_SOURCE MATERIAL_:
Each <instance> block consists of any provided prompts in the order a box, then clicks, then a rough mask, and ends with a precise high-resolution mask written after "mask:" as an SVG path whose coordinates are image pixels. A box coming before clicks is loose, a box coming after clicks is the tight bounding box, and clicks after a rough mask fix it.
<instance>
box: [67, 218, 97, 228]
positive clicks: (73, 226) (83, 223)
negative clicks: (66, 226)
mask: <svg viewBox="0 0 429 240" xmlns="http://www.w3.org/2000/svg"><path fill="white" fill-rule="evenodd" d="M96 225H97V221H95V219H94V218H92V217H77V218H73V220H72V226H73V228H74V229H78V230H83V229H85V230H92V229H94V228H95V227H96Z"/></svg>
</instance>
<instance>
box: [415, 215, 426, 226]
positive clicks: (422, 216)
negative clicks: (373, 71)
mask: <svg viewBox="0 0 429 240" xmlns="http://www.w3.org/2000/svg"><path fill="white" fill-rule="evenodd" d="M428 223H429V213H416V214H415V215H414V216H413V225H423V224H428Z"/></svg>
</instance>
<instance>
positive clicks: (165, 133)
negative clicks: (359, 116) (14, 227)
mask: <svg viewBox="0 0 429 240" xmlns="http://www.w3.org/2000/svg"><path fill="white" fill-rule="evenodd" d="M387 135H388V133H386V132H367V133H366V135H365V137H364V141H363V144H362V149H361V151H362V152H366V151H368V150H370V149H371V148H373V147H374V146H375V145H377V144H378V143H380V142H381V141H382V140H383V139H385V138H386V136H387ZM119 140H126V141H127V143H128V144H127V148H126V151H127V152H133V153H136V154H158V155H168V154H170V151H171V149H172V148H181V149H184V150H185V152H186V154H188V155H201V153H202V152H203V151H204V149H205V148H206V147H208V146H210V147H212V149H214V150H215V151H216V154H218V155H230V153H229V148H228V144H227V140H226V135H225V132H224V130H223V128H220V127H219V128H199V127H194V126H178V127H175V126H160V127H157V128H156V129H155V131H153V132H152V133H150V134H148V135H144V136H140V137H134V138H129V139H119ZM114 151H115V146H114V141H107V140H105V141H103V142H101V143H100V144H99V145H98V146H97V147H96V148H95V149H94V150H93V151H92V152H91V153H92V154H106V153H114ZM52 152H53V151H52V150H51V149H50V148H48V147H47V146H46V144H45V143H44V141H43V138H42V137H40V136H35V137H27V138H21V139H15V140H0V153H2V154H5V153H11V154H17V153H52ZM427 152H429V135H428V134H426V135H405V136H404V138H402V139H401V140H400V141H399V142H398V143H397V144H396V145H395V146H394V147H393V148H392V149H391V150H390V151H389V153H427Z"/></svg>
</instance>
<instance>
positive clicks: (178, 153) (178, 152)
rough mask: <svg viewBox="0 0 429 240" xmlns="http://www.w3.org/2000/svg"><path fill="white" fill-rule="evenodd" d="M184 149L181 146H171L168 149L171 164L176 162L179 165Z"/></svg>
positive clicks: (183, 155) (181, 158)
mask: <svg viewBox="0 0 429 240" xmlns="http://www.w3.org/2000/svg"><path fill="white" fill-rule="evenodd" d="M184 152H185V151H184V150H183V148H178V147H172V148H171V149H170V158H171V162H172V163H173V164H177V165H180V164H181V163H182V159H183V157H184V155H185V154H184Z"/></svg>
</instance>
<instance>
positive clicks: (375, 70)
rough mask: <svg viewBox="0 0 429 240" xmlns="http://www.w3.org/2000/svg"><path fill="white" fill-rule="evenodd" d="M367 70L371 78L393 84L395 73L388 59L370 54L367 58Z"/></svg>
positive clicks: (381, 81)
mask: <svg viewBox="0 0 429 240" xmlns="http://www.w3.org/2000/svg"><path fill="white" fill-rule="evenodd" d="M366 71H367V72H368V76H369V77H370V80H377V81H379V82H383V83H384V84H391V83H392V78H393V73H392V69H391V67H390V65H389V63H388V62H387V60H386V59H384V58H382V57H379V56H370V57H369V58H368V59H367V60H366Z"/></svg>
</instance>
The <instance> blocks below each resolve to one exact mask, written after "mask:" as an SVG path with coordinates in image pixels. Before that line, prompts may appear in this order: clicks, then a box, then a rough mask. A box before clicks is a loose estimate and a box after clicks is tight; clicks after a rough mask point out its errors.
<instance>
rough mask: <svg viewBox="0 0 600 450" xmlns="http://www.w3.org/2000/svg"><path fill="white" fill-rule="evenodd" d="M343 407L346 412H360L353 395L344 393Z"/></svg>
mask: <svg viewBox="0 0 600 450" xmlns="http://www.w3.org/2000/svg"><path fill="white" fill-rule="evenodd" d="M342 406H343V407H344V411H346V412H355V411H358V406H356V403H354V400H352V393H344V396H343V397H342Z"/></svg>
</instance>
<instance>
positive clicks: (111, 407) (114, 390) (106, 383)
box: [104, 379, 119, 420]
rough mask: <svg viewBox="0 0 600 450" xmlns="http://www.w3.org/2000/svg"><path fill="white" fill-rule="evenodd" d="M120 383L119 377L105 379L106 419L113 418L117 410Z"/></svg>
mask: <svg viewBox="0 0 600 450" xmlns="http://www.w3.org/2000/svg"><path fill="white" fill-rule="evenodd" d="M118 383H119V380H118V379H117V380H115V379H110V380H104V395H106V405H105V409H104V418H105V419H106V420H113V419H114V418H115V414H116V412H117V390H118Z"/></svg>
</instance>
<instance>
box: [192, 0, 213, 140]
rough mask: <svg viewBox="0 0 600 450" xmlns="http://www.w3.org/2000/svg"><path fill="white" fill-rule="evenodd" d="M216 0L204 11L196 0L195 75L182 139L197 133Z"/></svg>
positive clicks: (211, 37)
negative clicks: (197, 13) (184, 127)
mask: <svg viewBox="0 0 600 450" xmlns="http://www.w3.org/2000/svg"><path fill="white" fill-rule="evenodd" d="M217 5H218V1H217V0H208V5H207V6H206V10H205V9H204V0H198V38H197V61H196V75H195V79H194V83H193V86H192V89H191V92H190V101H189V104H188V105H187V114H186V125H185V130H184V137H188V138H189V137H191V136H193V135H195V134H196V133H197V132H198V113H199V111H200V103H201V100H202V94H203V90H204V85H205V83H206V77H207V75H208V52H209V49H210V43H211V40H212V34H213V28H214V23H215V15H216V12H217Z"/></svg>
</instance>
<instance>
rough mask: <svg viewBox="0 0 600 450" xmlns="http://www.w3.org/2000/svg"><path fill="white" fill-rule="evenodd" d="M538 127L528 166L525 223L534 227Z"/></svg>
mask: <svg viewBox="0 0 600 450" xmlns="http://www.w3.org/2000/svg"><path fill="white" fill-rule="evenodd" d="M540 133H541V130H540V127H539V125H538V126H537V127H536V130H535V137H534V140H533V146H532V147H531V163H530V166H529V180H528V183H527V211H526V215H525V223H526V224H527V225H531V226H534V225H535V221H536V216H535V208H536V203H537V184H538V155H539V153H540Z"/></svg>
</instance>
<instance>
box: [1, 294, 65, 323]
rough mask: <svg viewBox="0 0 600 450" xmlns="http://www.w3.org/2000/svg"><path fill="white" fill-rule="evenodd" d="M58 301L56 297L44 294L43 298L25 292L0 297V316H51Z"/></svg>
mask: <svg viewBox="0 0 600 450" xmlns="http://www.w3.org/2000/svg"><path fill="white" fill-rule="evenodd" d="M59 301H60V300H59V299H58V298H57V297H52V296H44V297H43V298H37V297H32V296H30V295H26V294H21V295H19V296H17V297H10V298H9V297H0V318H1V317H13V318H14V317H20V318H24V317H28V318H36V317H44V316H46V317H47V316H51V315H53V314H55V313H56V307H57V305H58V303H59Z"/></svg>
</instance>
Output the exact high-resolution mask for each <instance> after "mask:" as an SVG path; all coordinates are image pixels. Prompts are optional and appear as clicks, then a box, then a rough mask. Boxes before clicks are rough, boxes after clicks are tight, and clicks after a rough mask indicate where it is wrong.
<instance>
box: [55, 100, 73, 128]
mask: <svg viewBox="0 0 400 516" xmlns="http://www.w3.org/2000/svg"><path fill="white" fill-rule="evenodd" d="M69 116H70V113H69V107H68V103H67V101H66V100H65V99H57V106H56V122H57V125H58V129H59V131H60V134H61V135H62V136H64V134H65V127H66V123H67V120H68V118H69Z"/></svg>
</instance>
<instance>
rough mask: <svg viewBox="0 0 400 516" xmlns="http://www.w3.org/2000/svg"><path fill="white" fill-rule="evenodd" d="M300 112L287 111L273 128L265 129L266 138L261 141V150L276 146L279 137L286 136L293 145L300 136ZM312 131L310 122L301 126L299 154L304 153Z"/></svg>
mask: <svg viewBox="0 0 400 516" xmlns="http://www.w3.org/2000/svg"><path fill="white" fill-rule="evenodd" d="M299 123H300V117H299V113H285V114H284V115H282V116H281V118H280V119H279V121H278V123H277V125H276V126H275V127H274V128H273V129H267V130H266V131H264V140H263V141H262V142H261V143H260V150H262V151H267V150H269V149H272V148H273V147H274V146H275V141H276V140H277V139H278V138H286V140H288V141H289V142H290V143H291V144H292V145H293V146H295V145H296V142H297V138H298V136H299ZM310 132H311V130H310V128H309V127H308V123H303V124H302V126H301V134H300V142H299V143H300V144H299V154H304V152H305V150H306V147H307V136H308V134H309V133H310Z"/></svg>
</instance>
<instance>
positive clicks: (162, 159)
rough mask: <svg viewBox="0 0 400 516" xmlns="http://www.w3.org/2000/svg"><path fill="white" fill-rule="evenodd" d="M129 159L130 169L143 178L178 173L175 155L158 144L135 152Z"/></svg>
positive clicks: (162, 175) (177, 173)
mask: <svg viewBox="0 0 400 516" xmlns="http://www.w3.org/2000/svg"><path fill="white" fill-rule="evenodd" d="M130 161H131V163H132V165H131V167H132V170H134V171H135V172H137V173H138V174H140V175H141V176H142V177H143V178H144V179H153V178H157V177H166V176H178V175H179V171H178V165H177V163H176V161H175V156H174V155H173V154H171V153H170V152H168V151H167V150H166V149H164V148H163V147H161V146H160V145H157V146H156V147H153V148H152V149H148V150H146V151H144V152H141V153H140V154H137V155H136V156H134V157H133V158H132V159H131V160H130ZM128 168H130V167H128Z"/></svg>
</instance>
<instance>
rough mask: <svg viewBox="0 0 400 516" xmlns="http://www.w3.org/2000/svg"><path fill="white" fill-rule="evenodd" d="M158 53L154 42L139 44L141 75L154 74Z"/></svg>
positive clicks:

_PROBLEM REQUIREMENTS_: Locate each line in the records above that contains the string "negative" and copy those lines out.

_EXERCISE SOLUTION_:
negative clicks: (66, 226)
negative clicks: (373, 71)
negative clicks: (359, 116) (14, 227)
negative clicks: (197, 13) (184, 127)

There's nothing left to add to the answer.